→ DIRECTIONS FOR THIS TASK
Reproduce the records below, substituting "one point for each instance" for each occurrence of "one dot per instance" and leaving everything else as it stands.

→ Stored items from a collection

* * *

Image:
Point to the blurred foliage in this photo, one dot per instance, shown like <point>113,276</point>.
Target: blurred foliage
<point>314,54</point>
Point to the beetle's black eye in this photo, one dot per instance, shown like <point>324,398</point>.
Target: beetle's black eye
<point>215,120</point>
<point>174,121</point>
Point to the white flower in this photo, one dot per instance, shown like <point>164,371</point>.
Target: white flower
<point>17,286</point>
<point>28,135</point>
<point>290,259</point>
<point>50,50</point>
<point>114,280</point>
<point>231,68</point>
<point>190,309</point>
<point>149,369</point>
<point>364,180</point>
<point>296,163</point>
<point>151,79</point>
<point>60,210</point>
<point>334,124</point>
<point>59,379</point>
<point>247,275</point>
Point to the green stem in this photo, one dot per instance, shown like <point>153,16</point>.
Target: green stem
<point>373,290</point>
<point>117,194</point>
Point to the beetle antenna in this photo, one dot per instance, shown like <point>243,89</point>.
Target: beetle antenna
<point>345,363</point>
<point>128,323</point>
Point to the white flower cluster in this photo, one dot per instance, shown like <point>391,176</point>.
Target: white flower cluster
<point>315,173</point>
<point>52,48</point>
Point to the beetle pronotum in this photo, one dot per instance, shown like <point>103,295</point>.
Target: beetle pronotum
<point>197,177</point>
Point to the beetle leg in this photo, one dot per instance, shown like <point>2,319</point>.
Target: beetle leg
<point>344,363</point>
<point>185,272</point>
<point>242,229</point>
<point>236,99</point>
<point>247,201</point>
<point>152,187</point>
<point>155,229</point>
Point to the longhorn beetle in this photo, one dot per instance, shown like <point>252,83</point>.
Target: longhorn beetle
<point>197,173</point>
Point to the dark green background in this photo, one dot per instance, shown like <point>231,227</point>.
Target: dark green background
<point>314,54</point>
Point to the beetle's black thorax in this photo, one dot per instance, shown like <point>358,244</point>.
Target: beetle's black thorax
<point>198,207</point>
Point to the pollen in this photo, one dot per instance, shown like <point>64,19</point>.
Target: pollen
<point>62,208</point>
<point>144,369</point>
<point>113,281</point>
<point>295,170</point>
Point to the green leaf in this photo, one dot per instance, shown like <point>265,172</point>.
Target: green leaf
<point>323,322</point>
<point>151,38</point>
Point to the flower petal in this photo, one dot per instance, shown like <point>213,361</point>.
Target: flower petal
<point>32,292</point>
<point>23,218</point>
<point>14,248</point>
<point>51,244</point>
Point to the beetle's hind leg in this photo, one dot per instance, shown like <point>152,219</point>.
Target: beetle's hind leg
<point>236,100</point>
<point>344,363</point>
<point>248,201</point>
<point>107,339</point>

* * *

→ FULL ANSWER
Image:
Point to the blurred foliage in this photo, one point for each instance, shown like <point>113,276</point>.
Target: blurred foliage
<point>314,54</point>
Point to the beetle's black eye in this photo, one point for each instance, shown like <point>324,398</point>.
Target: beetle's black eye
<point>215,120</point>
<point>174,121</point>
Point to the white flower in this photo, one point for each instance, shown like <point>164,371</point>.
Target: white flower
<point>17,286</point>
<point>28,135</point>
<point>290,259</point>
<point>50,50</point>
<point>114,280</point>
<point>231,68</point>
<point>190,309</point>
<point>149,369</point>
<point>364,180</point>
<point>296,163</point>
<point>151,79</point>
<point>60,210</point>
<point>334,124</point>
<point>59,379</point>
<point>247,275</point>
Point to the green stem in this photo, one point for each instance, shown like <point>153,16</point>.
Target: green stem
<point>373,290</point>
<point>117,194</point>
Point to the beetle antenna in this photo, one point for each instance, shown like <point>243,89</point>.
Target: beetle antenna
<point>345,363</point>
<point>128,323</point>
Point to the white flower cluster in this photo, one point for each instance, shown like <point>391,176</point>.
Target: white flower cluster
<point>315,173</point>
<point>52,48</point>
Point to the beetle pronotum in this photo, one point for each instance, shown like <point>103,295</point>.
Target: beetle pronotum
<point>197,177</point>
Point to the beetle leg in this photo, one point for each instance, shown like <point>2,319</point>.
Target: beetle leg
<point>344,363</point>
<point>185,272</point>
<point>242,229</point>
<point>236,99</point>
<point>247,201</point>
<point>152,187</point>
<point>155,229</point>
Point to the longhorn beetle in this photo, one point for each instance, shown like <point>252,83</point>.
Target: longhorn beetle
<point>197,173</point>
Point to the dark green background in this photo, one point for each instance, shown like <point>231,227</point>.
Target: dark green background
<point>314,54</point>
Point to the beetle's black thorax in this photo, one point for each instance, shown like <point>358,244</point>.
Target: beetle's black thorax
<point>198,207</point>
Point to the pollen in this photo, one point for each instance, shown like <point>64,19</point>.
Target: pollen
<point>62,208</point>
<point>144,369</point>
<point>113,281</point>
<point>295,170</point>
Point to the green leaf in this photo, one point for each instance, shown like <point>265,172</point>.
Target: green leaf
<point>323,322</point>
<point>151,38</point>
Point to the flower petal in this photo, one point for each instance, shown like <point>213,361</point>.
Target: flower petal
<point>32,292</point>
<point>23,218</point>
<point>14,248</point>
<point>51,244</point>
Point to the beetle's hind leg in this photo, one point for each instance, shown like <point>152,219</point>.
Target: beetle's hind leg
<point>236,100</point>
<point>344,363</point>
<point>248,201</point>
<point>107,339</point>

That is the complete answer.